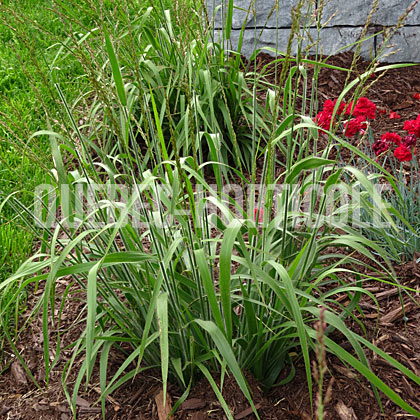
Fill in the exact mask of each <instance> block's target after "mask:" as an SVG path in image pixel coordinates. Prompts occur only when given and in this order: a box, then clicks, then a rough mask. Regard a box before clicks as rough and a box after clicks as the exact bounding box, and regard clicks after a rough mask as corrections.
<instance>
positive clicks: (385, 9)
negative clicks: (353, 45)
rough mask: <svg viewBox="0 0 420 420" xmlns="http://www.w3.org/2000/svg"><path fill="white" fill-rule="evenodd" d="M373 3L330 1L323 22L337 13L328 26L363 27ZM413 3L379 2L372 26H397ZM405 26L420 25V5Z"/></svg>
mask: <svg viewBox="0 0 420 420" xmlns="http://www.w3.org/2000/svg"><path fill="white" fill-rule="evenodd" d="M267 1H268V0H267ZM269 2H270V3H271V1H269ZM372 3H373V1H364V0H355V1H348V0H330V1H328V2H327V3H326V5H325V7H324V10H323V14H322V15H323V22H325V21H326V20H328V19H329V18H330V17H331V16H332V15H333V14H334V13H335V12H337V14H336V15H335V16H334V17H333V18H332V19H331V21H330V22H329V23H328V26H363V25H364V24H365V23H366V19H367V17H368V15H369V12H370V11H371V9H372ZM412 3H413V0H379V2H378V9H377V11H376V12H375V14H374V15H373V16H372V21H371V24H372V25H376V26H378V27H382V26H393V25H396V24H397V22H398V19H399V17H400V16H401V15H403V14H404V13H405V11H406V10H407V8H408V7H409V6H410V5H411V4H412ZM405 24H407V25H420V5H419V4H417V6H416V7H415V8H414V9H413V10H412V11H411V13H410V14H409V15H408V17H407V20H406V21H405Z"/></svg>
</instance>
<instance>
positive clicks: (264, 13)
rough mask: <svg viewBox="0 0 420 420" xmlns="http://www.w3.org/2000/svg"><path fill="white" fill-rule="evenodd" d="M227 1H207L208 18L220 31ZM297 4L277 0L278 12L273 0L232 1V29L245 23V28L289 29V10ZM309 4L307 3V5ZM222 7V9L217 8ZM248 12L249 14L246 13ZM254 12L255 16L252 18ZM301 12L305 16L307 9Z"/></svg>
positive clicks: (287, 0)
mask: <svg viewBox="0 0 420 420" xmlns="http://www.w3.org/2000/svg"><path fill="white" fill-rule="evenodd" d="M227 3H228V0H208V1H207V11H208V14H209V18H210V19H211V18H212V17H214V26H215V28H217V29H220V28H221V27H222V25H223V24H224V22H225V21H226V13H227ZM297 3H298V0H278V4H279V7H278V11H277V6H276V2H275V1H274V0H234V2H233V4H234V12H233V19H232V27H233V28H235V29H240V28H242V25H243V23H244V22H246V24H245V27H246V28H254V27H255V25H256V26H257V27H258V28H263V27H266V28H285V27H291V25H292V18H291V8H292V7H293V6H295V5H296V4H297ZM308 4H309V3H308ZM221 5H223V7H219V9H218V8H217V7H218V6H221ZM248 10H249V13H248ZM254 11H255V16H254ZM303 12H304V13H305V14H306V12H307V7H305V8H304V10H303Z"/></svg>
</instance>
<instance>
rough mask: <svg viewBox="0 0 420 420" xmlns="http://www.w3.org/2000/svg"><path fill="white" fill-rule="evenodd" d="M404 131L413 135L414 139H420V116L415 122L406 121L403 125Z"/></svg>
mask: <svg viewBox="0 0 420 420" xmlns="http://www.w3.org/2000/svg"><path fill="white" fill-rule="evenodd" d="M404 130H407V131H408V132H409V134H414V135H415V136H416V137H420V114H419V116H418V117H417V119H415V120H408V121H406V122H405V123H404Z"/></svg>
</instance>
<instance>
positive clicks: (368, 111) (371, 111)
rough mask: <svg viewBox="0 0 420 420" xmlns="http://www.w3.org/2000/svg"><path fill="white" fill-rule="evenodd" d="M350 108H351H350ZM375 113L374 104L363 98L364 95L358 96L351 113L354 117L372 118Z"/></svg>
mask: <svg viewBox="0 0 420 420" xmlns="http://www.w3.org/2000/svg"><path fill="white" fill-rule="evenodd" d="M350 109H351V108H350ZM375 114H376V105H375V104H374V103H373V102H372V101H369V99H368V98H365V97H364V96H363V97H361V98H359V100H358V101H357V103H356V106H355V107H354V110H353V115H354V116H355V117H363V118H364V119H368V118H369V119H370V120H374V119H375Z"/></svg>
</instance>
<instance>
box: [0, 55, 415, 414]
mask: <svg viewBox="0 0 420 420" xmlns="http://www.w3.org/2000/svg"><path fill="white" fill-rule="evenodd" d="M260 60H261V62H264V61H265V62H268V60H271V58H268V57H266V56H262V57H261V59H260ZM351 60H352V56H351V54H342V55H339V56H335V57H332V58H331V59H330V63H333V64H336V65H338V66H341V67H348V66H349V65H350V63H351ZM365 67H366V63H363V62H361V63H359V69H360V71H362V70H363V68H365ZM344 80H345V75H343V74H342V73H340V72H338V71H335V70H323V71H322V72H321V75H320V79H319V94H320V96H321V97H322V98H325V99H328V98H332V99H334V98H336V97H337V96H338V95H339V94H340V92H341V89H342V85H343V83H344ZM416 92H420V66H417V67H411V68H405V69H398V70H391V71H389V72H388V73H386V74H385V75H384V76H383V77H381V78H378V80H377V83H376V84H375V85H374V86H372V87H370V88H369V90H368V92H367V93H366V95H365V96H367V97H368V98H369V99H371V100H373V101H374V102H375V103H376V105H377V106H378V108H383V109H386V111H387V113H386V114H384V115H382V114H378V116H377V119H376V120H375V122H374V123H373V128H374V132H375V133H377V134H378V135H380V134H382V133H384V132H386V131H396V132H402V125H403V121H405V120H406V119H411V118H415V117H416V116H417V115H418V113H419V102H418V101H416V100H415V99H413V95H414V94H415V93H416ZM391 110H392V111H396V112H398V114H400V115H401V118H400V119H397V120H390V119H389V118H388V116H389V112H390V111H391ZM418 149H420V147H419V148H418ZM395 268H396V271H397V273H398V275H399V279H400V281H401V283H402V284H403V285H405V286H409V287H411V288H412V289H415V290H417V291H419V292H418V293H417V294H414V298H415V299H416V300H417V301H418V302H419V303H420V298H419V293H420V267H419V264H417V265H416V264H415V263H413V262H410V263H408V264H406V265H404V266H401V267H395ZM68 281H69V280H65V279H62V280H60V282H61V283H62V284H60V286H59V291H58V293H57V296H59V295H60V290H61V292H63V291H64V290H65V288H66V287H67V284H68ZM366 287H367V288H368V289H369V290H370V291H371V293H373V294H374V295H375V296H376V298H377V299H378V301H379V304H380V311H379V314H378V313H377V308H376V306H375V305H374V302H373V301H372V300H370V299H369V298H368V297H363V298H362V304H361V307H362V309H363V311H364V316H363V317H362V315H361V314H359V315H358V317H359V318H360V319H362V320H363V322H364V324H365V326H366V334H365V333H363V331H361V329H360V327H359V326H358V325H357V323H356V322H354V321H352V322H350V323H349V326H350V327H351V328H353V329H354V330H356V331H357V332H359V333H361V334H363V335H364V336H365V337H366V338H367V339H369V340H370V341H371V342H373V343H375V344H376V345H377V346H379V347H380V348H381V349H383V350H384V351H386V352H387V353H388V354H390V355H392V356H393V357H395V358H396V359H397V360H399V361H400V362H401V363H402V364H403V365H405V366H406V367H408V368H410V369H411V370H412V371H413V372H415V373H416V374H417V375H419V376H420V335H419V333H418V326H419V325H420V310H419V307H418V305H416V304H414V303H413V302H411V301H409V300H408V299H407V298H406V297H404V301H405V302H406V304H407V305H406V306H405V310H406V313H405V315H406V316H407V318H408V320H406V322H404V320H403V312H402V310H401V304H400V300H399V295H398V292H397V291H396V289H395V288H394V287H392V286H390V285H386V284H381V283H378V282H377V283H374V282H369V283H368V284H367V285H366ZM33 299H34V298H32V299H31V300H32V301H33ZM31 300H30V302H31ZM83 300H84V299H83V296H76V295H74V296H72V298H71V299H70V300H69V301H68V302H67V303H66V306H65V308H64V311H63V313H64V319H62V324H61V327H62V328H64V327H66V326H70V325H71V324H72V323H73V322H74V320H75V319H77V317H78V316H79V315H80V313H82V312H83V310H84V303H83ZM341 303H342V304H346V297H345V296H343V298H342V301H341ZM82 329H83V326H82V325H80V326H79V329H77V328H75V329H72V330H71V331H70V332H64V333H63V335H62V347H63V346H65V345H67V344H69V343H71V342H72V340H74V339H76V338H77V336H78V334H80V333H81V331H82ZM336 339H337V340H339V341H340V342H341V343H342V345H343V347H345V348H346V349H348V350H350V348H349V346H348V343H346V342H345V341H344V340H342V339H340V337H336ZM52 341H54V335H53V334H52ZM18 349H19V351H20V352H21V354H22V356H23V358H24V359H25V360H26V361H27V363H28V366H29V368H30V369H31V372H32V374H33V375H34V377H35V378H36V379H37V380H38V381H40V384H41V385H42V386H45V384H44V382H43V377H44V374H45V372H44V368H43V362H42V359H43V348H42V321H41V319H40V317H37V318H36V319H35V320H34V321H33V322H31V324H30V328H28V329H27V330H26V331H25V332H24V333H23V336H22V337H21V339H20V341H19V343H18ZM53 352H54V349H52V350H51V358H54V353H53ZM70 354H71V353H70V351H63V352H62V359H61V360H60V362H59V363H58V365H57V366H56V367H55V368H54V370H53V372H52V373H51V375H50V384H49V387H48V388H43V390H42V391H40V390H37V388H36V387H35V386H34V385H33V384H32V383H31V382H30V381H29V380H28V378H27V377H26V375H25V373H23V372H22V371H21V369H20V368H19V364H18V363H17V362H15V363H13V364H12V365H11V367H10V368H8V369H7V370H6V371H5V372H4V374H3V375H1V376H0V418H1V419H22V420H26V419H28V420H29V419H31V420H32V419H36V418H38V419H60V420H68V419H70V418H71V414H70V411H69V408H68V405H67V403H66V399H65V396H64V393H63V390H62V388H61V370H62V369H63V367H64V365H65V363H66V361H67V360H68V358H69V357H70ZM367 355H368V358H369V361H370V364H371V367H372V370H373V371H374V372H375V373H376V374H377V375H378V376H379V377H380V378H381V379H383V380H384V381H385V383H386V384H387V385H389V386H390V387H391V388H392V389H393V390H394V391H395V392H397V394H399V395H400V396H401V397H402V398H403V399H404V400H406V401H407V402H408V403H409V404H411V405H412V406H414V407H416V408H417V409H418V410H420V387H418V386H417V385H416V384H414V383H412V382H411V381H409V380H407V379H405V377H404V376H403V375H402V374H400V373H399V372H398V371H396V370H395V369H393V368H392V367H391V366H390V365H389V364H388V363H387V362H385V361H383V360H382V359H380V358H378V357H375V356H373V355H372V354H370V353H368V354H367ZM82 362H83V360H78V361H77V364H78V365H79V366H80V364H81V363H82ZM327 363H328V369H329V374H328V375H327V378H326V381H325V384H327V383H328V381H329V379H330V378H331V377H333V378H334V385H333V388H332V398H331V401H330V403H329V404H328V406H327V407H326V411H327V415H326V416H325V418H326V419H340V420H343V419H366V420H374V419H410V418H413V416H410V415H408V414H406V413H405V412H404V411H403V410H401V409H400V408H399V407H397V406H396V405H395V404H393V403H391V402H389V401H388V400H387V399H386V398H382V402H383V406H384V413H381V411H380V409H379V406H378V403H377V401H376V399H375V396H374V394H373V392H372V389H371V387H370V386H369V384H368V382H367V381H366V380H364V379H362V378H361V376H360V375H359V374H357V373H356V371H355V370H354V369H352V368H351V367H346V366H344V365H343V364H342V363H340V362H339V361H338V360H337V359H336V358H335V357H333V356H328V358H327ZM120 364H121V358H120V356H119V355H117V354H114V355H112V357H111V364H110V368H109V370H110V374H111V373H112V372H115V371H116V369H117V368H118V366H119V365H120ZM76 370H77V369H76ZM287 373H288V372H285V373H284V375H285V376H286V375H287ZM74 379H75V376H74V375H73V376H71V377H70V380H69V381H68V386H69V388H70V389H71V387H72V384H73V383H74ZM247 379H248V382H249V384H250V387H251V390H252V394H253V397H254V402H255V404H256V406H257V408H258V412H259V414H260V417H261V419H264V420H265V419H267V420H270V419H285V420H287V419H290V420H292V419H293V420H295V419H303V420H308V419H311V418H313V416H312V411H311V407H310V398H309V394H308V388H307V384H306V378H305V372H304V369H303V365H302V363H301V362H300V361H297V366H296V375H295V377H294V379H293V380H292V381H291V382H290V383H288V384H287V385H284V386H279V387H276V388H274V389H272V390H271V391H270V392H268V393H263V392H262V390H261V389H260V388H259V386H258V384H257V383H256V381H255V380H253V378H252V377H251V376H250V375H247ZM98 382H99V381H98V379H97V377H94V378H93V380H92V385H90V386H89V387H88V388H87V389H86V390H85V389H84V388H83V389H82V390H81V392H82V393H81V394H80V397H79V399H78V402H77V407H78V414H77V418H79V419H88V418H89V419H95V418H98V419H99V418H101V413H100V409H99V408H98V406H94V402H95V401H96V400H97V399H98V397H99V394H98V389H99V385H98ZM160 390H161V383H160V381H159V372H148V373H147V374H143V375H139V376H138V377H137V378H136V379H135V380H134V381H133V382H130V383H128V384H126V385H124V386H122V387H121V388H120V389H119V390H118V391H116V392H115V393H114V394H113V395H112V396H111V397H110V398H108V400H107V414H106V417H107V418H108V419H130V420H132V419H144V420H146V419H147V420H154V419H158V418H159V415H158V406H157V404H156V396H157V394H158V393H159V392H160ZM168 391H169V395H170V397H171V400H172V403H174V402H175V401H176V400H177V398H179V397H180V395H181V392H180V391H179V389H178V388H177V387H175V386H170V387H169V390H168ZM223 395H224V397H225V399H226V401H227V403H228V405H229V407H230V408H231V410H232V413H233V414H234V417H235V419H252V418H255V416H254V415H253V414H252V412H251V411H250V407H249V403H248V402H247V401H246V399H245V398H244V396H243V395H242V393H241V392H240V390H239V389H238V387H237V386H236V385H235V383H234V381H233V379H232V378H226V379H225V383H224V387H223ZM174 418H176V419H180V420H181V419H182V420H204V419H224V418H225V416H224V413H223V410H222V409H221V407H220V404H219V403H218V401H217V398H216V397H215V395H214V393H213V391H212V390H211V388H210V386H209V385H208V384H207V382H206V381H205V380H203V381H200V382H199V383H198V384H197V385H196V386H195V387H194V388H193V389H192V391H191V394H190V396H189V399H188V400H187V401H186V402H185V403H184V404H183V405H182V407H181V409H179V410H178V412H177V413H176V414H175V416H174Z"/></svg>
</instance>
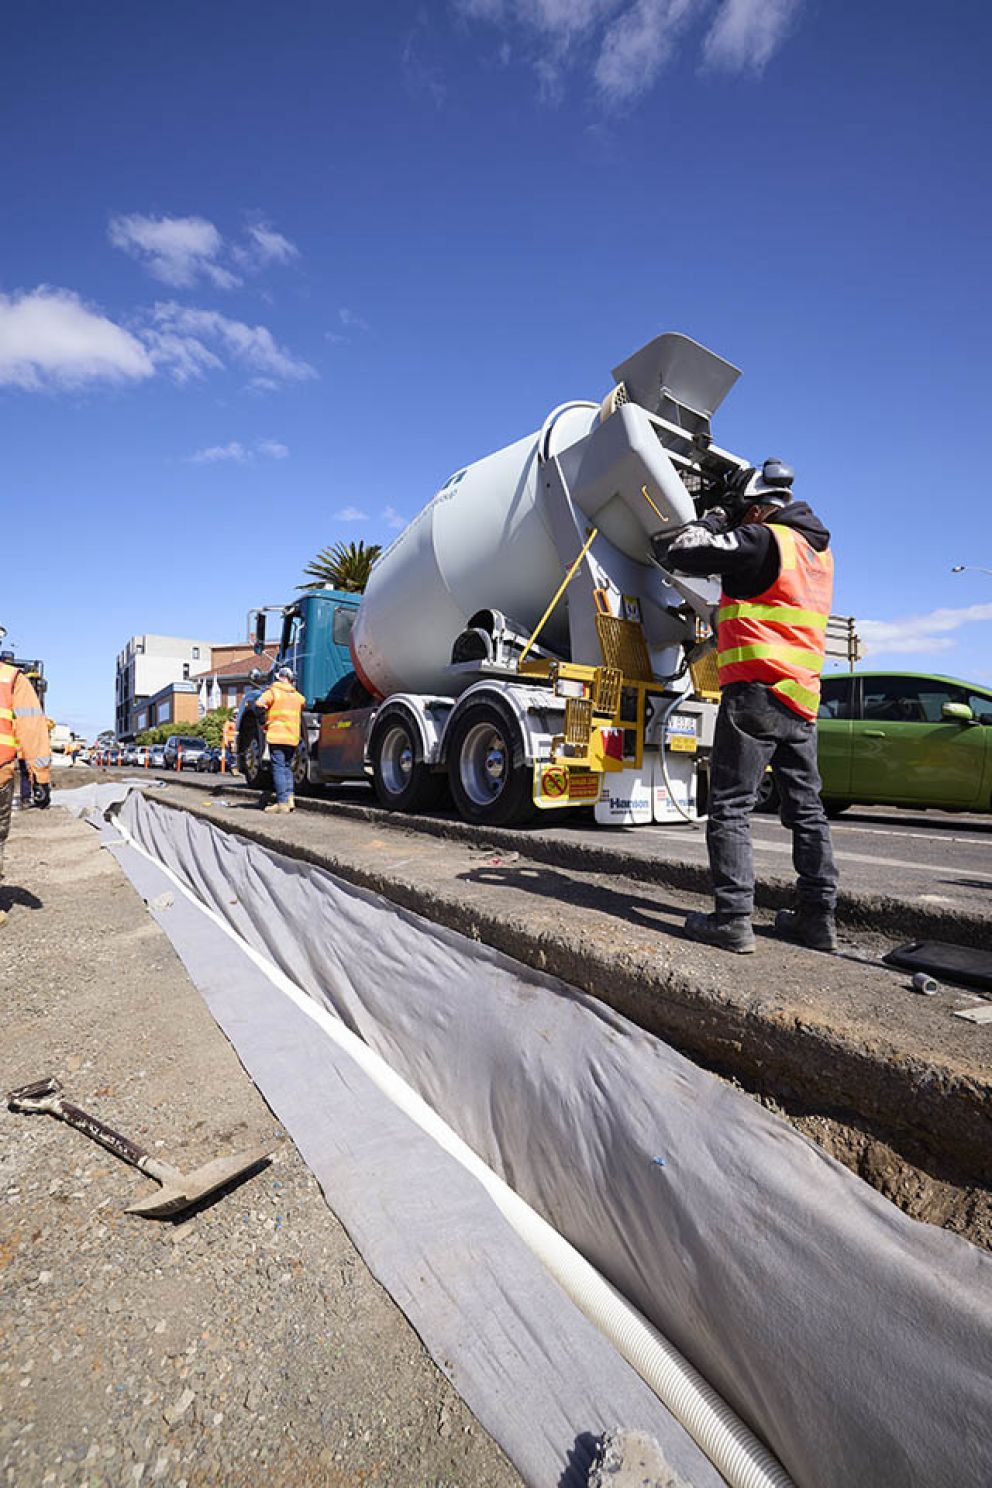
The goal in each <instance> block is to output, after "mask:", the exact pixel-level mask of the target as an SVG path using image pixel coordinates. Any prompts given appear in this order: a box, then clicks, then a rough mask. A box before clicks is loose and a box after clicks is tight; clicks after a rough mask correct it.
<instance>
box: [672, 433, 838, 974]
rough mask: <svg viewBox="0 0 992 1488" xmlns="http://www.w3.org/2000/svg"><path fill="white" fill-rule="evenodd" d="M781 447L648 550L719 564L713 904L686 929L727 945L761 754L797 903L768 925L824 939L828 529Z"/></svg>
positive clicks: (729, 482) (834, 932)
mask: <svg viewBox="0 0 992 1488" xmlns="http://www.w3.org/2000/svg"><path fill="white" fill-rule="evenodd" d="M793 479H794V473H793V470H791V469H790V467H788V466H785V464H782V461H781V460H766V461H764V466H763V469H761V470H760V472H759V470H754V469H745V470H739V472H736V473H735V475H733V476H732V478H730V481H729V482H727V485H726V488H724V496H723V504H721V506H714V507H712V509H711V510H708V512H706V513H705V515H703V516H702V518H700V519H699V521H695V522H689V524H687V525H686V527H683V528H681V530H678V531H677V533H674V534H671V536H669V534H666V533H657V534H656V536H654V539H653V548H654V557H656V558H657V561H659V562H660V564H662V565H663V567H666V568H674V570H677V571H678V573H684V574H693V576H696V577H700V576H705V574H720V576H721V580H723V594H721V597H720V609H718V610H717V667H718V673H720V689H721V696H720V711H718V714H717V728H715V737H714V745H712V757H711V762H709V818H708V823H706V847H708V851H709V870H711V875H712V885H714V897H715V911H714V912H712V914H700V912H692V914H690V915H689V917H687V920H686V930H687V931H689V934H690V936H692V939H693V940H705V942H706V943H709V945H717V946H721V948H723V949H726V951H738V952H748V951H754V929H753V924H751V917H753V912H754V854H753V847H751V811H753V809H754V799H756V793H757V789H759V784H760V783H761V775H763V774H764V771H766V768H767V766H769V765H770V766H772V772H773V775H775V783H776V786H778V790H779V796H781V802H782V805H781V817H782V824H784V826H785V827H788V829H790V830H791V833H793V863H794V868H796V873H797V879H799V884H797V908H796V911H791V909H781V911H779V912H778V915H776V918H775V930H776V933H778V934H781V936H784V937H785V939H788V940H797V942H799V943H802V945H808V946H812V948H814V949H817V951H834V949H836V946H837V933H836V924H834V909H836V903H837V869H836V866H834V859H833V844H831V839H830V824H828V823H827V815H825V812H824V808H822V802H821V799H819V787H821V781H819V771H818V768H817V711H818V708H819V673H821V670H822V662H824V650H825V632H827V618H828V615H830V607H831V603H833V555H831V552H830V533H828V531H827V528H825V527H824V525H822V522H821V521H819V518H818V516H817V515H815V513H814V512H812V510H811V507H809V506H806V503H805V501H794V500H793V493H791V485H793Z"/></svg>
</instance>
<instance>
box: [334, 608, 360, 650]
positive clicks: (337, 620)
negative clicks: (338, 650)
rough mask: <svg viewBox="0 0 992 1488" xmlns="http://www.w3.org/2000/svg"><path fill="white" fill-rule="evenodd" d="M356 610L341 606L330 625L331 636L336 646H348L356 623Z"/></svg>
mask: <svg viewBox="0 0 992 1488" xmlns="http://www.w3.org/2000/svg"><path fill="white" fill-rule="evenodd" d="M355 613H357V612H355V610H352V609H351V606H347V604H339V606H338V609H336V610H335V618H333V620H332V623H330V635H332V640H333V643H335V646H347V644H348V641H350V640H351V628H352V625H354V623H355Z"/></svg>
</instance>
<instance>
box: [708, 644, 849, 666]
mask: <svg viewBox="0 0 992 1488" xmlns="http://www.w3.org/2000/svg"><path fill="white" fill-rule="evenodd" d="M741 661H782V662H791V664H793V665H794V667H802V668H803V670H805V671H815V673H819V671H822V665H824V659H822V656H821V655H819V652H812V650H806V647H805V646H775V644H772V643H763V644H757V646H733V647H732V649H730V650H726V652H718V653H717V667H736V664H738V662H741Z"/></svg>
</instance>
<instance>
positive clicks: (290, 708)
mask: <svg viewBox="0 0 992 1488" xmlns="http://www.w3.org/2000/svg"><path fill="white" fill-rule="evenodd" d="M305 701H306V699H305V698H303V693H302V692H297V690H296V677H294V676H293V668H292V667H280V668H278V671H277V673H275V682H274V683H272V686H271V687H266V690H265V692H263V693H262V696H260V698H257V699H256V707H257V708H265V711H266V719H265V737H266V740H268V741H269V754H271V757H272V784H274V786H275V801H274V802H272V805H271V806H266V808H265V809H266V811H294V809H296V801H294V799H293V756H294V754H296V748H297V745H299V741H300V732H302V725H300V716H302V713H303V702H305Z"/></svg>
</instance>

WORK TO COMPLETE
Reproduce the listing verbatim from its beginning through the line with "negative clicks: (353, 45)", including that line, and leave out the pictures.

YOUR RESPONSE
Fill in the exact mask of each <instance> block's target after "mask:" as an SVG path in image pixel coordinates. Prompts occur only when given and in this order: a box, then clicks, then a rough mask. Regard a box before clicks as rough and a box after clicks as the exact bounding box, and regard clicks after a rough mask as corrections.
<instance>
positive clicks: (385, 9)
negative clicks: (353, 45)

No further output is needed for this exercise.